◆ Goal:
Set down each of the following lines word for word, changing nothing.

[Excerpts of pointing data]
^^^^^^^^^^^^^^^^

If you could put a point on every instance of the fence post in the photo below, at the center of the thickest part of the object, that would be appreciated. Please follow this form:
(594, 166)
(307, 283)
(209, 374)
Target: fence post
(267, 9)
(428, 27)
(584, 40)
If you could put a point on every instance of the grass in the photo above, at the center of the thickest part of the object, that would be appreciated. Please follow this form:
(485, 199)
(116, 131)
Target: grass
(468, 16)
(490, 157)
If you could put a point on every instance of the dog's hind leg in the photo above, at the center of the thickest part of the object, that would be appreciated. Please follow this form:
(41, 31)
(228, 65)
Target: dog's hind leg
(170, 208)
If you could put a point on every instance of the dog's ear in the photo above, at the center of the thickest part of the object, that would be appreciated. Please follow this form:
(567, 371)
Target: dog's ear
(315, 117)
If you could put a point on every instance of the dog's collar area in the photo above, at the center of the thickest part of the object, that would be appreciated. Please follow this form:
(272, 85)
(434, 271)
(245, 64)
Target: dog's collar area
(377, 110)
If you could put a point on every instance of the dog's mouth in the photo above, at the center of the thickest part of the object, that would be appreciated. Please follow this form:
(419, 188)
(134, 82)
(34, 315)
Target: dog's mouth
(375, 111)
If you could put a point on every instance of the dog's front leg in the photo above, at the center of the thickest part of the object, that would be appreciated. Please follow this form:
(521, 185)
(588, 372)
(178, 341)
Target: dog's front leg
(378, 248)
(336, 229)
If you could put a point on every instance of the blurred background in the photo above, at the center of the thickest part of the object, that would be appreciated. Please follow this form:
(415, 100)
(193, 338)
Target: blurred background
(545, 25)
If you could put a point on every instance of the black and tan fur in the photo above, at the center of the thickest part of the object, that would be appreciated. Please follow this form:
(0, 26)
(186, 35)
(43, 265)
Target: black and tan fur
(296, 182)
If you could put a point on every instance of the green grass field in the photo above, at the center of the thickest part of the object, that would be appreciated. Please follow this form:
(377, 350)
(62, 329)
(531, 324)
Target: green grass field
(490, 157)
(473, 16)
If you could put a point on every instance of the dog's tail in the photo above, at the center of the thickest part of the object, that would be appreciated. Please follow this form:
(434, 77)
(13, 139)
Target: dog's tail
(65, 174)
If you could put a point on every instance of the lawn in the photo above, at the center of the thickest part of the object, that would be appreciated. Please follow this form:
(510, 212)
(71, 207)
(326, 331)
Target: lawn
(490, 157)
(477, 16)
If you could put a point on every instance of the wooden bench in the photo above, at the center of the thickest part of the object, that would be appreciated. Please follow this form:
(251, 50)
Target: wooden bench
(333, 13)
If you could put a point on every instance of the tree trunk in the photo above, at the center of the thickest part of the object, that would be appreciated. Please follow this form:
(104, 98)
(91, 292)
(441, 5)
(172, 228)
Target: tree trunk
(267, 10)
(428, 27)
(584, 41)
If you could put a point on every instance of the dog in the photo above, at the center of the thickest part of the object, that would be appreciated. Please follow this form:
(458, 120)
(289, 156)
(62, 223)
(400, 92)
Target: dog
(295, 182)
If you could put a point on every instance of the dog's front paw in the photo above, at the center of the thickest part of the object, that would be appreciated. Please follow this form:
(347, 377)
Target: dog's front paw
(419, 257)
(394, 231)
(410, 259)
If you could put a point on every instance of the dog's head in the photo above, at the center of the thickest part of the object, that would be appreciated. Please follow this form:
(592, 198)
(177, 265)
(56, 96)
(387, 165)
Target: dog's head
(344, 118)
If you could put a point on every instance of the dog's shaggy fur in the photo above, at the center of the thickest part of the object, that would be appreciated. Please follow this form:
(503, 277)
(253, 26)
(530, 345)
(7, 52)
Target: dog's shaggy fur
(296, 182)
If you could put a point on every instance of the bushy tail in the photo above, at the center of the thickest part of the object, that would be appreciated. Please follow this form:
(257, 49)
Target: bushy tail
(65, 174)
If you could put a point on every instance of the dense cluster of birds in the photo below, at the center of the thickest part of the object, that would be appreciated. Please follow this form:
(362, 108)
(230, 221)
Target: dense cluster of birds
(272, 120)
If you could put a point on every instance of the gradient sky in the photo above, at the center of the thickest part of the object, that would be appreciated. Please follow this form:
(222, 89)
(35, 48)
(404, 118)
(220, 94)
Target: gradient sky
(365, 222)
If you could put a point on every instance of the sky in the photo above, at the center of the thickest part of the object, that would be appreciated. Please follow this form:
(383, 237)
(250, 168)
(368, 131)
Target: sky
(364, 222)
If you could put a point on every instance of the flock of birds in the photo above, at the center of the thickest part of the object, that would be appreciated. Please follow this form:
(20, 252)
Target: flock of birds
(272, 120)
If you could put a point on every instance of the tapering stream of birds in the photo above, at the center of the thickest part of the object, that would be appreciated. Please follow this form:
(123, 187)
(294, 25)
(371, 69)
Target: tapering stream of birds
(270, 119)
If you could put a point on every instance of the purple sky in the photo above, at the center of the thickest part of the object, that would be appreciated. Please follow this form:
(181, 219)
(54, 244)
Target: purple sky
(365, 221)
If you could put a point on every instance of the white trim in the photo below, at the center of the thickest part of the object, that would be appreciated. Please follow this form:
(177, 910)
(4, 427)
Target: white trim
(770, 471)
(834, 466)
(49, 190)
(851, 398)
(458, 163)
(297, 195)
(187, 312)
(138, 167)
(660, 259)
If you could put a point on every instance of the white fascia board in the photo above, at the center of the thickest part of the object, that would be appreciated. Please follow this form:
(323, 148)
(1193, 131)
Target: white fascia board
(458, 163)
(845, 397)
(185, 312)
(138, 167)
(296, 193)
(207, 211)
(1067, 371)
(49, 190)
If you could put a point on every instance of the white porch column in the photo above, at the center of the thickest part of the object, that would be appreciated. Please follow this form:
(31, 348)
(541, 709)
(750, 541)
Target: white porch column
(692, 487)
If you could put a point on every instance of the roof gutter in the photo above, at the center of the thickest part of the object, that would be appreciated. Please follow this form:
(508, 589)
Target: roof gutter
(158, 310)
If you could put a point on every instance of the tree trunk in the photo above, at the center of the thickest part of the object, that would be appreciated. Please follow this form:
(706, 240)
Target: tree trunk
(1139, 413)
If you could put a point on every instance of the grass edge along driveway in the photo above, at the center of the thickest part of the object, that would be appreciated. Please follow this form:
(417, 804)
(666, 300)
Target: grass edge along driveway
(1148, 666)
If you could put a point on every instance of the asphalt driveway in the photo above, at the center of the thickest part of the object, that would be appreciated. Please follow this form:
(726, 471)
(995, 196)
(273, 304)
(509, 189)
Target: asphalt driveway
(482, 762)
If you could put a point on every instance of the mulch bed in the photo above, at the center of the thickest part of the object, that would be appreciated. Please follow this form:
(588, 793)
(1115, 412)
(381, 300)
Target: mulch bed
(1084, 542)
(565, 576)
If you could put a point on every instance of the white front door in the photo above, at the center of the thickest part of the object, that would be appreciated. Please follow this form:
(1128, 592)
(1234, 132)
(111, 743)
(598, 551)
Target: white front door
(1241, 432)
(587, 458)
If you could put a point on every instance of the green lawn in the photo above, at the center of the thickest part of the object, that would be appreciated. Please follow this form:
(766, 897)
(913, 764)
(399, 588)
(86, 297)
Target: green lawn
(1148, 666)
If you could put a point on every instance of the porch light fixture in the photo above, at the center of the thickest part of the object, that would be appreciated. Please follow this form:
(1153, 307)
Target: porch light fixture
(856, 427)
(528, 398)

^^^^^^^^^^^^^^^^

◆ Expected answer:
If you could put a point on every instance of the fence post in the photo below, at the center of the thickest part of the object, that would be appreciated. Please follow this form:
(594, 166)
(307, 283)
(209, 374)
Target: fence post
(267, 9)
(428, 27)
(584, 40)
If you could put a point on every instance of the grass in the photo above, at the center of the thickest part of the object, that would be appreciated. Please follow this form:
(485, 199)
(116, 131)
Target: grass
(468, 16)
(490, 157)
If you could put a point on every instance of the dog's hind leg in the photo above, at the center of the thickest part of the object, that would be appreciated. Please follow this form:
(41, 31)
(228, 65)
Target: dog's hind leg
(170, 208)
If you could put a point on every instance of the dog's ear in the photo above, at the center of the thickest part of the object, that would be appreciated. Please follow this form:
(567, 371)
Target: dog's ear
(315, 117)
If you could put a point on every instance of the dog's collar area in the photo above, at the center of the thickest part of the object, that would be appreciated. Please follow this form:
(272, 85)
(434, 271)
(245, 64)
Target: dog's collar area
(377, 110)
If you could put a point on every instance of the dog's mouth in the photo above, at the center of the thickest part of the object, that would be appreciated. Please follow this form:
(419, 188)
(134, 82)
(34, 315)
Target: dog's mouth
(375, 111)
If you could put a point on every instance of the dog's front leg in the photo above, at the center of the thickest part of the object, that would be appreciated. Please follow this form:
(521, 185)
(588, 372)
(178, 341)
Target: dog's front leg
(378, 248)
(336, 229)
If you could put a point on every instance of the blurred background in the photo above, at the center of the thickest part of the object, that would be appreciated. Please follow this form:
(415, 100)
(193, 338)
Target: blurred background
(545, 25)
If you could put a point on every instance of the black and tan fur in the photo above, at the center of the thickest part of the object, that would be appreciated. Please follow this form:
(0, 26)
(186, 35)
(43, 265)
Target: black and tan fur
(296, 182)
If you could put a point on every instance of the green grass field in the photo above, at the center of the thickest part of the object, that would be appreciated. Please follow this form:
(377, 350)
(62, 329)
(531, 324)
Target: green grass field
(490, 157)
(473, 16)
If you could put a point on every instance of the dog's tail in the photo above, at the center of the thickest part of the object, that would be appreciated. Please follow this form:
(434, 77)
(13, 139)
Target: dog's tail
(65, 174)
If you could put a point on every instance of the lawn in the photo above, at the center of the thickest part of the object, that would be appreciated. Please follow this form:
(510, 212)
(71, 207)
(326, 331)
Target: lawn
(490, 157)
(477, 16)
If you could put a point on every instance of the wooden bench in the photo above, at the center of the thickest part of the object, that would be appreciated. Please follow this form:
(251, 50)
Target: wooden bench
(333, 13)
If you could put a point on every instance of the tree trunk in the photo above, at the center of the thickest part of the object, that would be appreciated. Please follow this form:
(104, 98)
(91, 292)
(441, 5)
(172, 228)
Target: tree trunk
(267, 10)
(428, 27)
(584, 41)
If you could put a point on every instance of the dog in the photo above, at the center of the thickest part of the object, that would be appreciated. Please follow this form:
(458, 120)
(289, 156)
(62, 223)
(400, 92)
Target: dog
(295, 182)
If you could put a point on every instance of the dog's front paw in the photo above, at the center of the thickest part of the object, that would be appreciated. Please follow this form:
(347, 377)
Target: dog's front paw
(419, 257)
(394, 231)
(410, 259)
If you could put a point on every instance of the dog's head in the photo above, at the center of the thickest part of the object, that would be appreciated. Please follow this form:
(592, 198)
(177, 265)
(56, 96)
(387, 165)
Target: dog's head
(344, 118)
If you could put a point on every instance of the dog's shaggy fur in the photo above, at the center of the thickest part of the object, that would be appreciated. Please follow this form:
(503, 277)
(253, 26)
(530, 345)
(7, 52)
Target: dog's shaggy fur
(296, 182)
If you could put a point on every instance of the bushy tail in the photo above, at the center of the thickest part of the object, that would be appreciated. Please follow this form:
(257, 49)
Target: bushy tail
(65, 174)
If you could put a point on every instance of the dense cluster of birds in the photo below, at the center of the thickest part of the object, that would be appreciated. Please follow this form:
(362, 108)
(230, 221)
Target: dense cluster of birds
(272, 120)
If you could put a point on every instance of the gradient sky in the photo above, at the center of the thickest part of the object, that would be appreciated. Please follow this form:
(222, 89)
(35, 48)
(404, 118)
(220, 94)
Target: gradient sky
(365, 222)
If you could put a point on every instance of the sky in the photo above, at the center of the thickest part of the object, that would be appreciated. Please follow this form:
(383, 237)
(250, 168)
(368, 131)
Target: sky
(364, 222)
If you could put a point on every instance of the flock of birds in the photo above, at the center of the thickest part of the object, that would be appreciated. Please follow this form:
(20, 252)
Target: flock of birds
(272, 120)
If you could put a point on every instance of the tapering stream of birds in the photo above, at the center of the thickest part of the object, that would be appreciated. Please follow this form:
(123, 187)
(294, 25)
(371, 69)
Target: tapering stream of birds
(270, 119)
If you could put a point on every instance of the purple sky in the photo above, at the center of the thickest part of the object, that would be appreciated. Please follow this form:
(181, 219)
(54, 244)
Target: purple sky
(365, 221)
If you could put a point on every instance of the white trim in the photo below, at the center of the thickest part of the object, that would be appreciated. Please follow this form:
(177, 910)
(4, 427)
Target: white trim
(770, 471)
(834, 466)
(49, 190)
(851, 398)
(458, 163)
(297, 195)
(187, 312)
(138, 167)
(660, 259)
If you could put a point on every instance of the white fascia board in the photo above, at the center of the thickest part of the object, that would be appreciated. Please follow this form:
(323, 148)
(1193, 131)
Target: white fascia board
(458, 163)
(845, 397)
(185, 312)
(138, 167)
(296, 193)
(207, 211)
(1067, 371)
(49, 190)
If you could put a point on every instance of the white porch column in the photo above, at the center of the thickest part of the object, that would be appreciated. Please follow this form:
(31, 348)
(541, 709)
(750, 541)
Target: white porch column
(692, 487)
If you could put a point on every instance of the roof gutter in the photo above, at the center of the thickest part of the object, that would be appreciated. Please follow this form:
(508, 589)
Target: roof gutter
(158, 310)
If you could put a point on every instance of the tree trunk in the photo above, at the center of the thickest part of the object, that would be appreciated. Please follow this form:
(706, 240)
Target: tree trunk
(1139, 413)
If you could put a point on every instance of the grass edge along driveway in the photo above, at the center of the thickest part of the object, that would be appreciated. Please follow this form:
(417, 804)
(666, 300)
Target: grass edge along driveway
(1148, 666)
If you could put a point on every instance of the asphalt driveway in the photo above, at the center of the thickest part of the object, that would be appreciated. Please follow this form:
(726, 471)
(995, 196)
(273, 304)
(509, 189)
Target: asphalt driveway
(482, 762)
If you could put a point on every instance of the mulch bed in the photo above, at the center of the thickest part of the object, that would be appreciated. Please follow this form:
(588, 793)
(1115, 412)
(381, 300)
Target: mulch bed
(1084, 542)
(565, 576)
If you could put a point on every instance of the white front door in the photo above, at the center of the thickest part of the object, that would be appreciated. Please follow this form:
(1128, 592)
(1234, 132)
(111, 743)
(598, 551)
Target: white front door
(1241, 432)
(587, 458)
If you could put a point on every instance of the green lawn in the photo above, at the center of the thickest part of the object, that would be appreciated. Please follow this form:
(766, 897)
(913, 764)
(399, 588)
(86, 297)
Target: green lawn
(1148, 666)
If you could put a point on every instance of the porch light fixture in the photo above, at the center of the thickest part of the object, that would be appreciated. Please follow this form:
(1153, 307)
Target: porch light fixture
(856, 427)
(528, 398)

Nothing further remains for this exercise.